Text provided —
Kim Hee-jin (; born 29 April 1991) is a South Korean volleyball player. She is a member of the South Korea women's national volleyball team at the 2012 Summer Olympics, 2016 Summer Olympics and 2020 Summer Olympics. The team finished at fourth place in 2012, 2020 and fifth in 2016.

Kim has been a member of the Hwaseong IBK Altos since the team's inaugural season, 2010–2011. She was selected with the first overall pick in the NH-Nonghyup V-League 2010-2011 draft by the Altos. She helped her team to the league title and championship title during the 2012–2013 season. In the 2013–2014 season, Kim and her team clinched their second consecutive league title, but lost to the GS Caltex Seoul KIXX in the championship round. In the 2014–2015 season, her team finished second in the league standings but swept the Seongnam Korea Expressway Corporation Hi-pass in the championship round to claim the Altos' second championship title in three years. Kim Hee-jin played a crucial role during the championship round alongside American Destinee Hooker.

Supplied material —
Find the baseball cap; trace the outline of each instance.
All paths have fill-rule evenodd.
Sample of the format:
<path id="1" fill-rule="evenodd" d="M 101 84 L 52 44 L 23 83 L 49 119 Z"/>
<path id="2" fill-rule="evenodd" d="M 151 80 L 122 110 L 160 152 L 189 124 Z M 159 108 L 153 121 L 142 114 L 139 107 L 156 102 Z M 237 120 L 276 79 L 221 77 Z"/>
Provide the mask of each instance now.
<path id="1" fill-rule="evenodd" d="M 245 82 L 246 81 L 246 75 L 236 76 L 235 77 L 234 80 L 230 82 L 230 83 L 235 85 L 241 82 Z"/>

Work instructions —
#1 Name every volleyball team that the Kim Hee-jin profile above mentions.
#2 Reproduce the Kim Hee-jin profile word for word, starting at "Kim Hee-jin (;" and going down to "fifth in 2016.".

Results for the exercise —
#1
- South Korea women's national volleyball team
- Hwaseong IBK Altos
- GS Caltex Seoul KIXX
- Seongnam Korea Expressway Corporation Hi-pass

#2
Kim Hee-jin (; born 29 April 1991) is a South Korean volleyball player. She is a member of the South Korea women's national volleyball team at the 2012 Summer Olympics, 2016 Summer Olympics and 2020 Summer Olympics. The team finished at fourth place in 2012, 2020 and fifth in 2016.